**Stored data:**
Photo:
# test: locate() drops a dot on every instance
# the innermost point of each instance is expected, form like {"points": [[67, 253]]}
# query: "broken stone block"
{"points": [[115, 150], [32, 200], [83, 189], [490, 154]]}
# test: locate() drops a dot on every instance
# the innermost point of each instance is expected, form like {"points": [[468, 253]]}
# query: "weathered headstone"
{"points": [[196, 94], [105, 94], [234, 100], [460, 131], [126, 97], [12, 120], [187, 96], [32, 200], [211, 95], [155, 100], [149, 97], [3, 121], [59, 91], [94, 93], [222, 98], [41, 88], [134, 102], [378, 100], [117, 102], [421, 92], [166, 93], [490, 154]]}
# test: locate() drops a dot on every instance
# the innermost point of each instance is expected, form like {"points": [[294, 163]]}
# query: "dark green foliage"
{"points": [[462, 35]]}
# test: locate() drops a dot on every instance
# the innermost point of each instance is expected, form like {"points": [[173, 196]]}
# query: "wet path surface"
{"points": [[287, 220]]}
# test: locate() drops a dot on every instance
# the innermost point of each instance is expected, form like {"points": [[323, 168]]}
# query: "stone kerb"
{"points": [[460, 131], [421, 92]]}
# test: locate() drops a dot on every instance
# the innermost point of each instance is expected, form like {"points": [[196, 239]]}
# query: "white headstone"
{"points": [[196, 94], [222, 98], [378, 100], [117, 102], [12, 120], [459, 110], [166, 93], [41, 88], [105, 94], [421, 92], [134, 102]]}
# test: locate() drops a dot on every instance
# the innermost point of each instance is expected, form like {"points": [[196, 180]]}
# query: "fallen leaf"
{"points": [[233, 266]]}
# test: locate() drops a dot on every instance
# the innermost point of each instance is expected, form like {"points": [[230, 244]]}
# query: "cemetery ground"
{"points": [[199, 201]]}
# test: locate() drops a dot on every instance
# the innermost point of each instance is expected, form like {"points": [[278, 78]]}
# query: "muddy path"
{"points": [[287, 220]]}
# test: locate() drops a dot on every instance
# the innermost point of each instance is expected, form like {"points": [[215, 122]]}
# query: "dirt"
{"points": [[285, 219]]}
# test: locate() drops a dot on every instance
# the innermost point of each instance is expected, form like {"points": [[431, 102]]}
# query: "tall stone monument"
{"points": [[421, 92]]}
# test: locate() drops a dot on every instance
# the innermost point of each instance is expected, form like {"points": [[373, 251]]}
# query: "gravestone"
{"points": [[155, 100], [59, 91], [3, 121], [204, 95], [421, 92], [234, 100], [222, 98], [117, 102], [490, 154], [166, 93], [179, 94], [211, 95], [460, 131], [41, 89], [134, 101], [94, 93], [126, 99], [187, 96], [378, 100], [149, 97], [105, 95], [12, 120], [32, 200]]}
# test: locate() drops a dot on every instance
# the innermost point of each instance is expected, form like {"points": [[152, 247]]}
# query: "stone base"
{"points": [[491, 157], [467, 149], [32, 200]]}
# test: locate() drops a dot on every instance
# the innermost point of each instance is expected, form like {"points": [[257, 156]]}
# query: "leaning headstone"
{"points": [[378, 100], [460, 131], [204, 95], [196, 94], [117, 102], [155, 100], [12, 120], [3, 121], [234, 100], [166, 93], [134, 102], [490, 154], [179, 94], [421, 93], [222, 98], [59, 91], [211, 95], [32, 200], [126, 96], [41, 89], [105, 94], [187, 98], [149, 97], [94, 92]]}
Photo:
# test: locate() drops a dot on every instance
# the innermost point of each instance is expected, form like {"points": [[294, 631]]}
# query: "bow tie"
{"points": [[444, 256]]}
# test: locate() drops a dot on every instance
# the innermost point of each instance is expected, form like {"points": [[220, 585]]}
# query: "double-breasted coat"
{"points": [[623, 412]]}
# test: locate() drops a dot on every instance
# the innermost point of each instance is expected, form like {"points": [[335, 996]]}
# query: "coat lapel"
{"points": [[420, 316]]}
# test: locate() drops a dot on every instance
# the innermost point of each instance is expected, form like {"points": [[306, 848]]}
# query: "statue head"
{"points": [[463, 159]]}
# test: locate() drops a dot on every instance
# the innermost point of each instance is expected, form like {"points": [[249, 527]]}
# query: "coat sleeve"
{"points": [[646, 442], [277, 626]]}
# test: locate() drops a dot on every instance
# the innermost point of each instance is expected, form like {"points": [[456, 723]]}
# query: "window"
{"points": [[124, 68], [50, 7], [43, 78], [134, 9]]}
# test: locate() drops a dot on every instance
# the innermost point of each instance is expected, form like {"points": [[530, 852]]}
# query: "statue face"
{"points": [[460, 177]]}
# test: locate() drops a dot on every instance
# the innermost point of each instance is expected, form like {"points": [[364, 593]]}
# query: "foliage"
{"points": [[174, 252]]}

**Problem statement:**
The answer must be the full listing, copied exactly.

**Answer:**
Photo:
# test: locate() drops a dot on every instance
# the innermost point of each instance is expected, form like {"points": [[67, 253]]}
# query: "broken stone block"
{"points": [[115, 150], [32, 200], [83, 189], [490, 154]]}
# test: locate() drops a dot on every instance
# the innermost point of each instance is expected, form like {"points": [[468, 253]]}
# query: "weathered headstone"
{"points": [[196, 94], [105, 94], [234, 100], [460, 131], [126, 97], [12, 120], [187, 96], [32, 200], [211, 95], [155, 100], [149, 97], [3, 121], [59, 91], [94, 93], [222, 98], [41, 88], [134, 102], [378, 100], [117, 102], [421, 92], [166, 93], [490, 154]]}
# test: locate() drops a dot on every instance
# the innermost point of each instance is expected, form like {"points": [[294, 163]]}
# query: "dark green foliage"
{"points": [[462, 35]]}
# test: locate() drops a dot on every instance
# the innermost point of each instance is expected, form like {"points": [[173, 196]]}
# query: "wet path surface"
{"points": [[287, 220]]}
# test: locate() drops a dot on every instance
# the innermost point of each instance is expected, form like {"points": [[323, 168]]}
# query: "stone kerb"
{"points": [[460, 131], [421, 92]]}
# test: locate() drops a dot on every instance
# the innermost point of each instance is expected, form like {"points": [[196, 239]]}
# query: "white headstone"
{"points": [[196, 94], [222, 98], [378, 100], [117, 102], [12, 120], [459, 110], [166, 93], [41, 88], [105, 94], [421, 92], [134, 102]]}
# test: locate() drops a dot on every instance
# the innermost point of each instance is expected, form like {"points": [[196, 180]]}
# query: "fallen leaf"
{"points": [[233, 266]]}
# test: locate() drops a dot on every instance
# the innermost point of each instance is expected, form like {"points": [[230, 244]]}
# query: "cemetery ground"
{"points": [[199, 201]]}
# test: locate() drops a dot on every instance
# the innermost point of each instance is expected, form like {"points": [[278, 78]]}
# query: "muddy path"
{"points": [[287, 220]]}
# test: locate() drops a dot on every instance
# the innermost point of each instance is expected, form like {"points": [[215, 122]]}
# query: "dirt"
{"points": [[285, 219]]}
# test: locate() drops a dot on every instance
# the innermost point of each instance is expected, form like {"points": [[431, 102]]}
# query: "tall stone monument"
{"points": [[421, 92]]}
# test: locate() drops a dot on every instance
# the innermost point of each instance is expected, form like {"points": [[373, 251]]}
# query: "gravestone"
{"points": [[155, 100], [59, 91], [3, 121], [204, 95], [421, 92], [234, 100], [222, 98], [117, 102], [490, 154], [166, 93], [179, 94], [211, 95], [460, 131], [41, 89], [134, 101], [94, 93], [126, 99], [187, 96], [378, 100], [149, 97], [105, 95], [12, 120], [32, 200]]}
# test: locate() drops a dot on every instance
# the innermost point of each instance is expected, form like {"points": [[152, 247]]}
# query: "stone base"
{"points": [[491, 157], [467, 149], [32, 200]]}
# test: locate() drops a dot on every instance
# the innermost point of each instance is expected, form like {"points": [[257, 156]]}
# query: "leaning headstone"
{"points": [[378, 100], [460, 131], [204, 95], [196, 94], [117, 102], [155, 100], [12, 120], [3, 121], [234, 100], [166, 93], [134, 102], [490, 154], [179, 94], [421, 93], [222, 98], [59, 91], [211, 95], [32, 200], [126, 96], [41, 89], [105, 94], [187, 98], [149, 97], [94, 92]]}
Photo:
# test: locate() drops a dot on every instance
# the innermost point of each instance is expected, form like {"points": [[294, 631]]}
# query: "bow tie"
{"points": [[444, 256]]}
# test: locate() drops a dot on every instance
# the innermost point of each instance is expected, form like {"points": [[220, 585]]}
# query: "double-breasted coat"
{"points": [[623, 412]]}
# test: locate() drops a dot on every instance
# the innermost point of each instance is expected, form like {"points": [[335, 996]]}
# query: "coat lapel"
{"points": [[420, 316]]}
# test: locate() drops a dot on every instance
# the innermost point of each instance is expected, form like {"points": [[306, 848]]}
# query: "statue head"
{"points": [[463, 159]]}
# test: locate() drops a dot on every instance
# the innermost point of each instance is expected, form like {"points": [[249, 527]]}
# query: "coat sleeve"
{"points": [[646, 442], [277, 626]]}
# test: locate() drops a dot on every instance
# the innermost point of each instance is expected, form like {"points": [[456, 723]]}
# query: "window"
{"points": [[124, 68], [50, 7], [43, 78], [134, 9]]}
# test: locate() drops a dot on every instance
# the innermost point of each instance is expected, form like {"points": [[530, 852]]}
# query: "statue face"
{"points": [[460, 177]]}
# test: locate() drops a dot on every instance
# the innermost point of each instance is expected, form like {"points": [[364, 593]]}
# query: "foliage"
{"points": [[174, 252]]}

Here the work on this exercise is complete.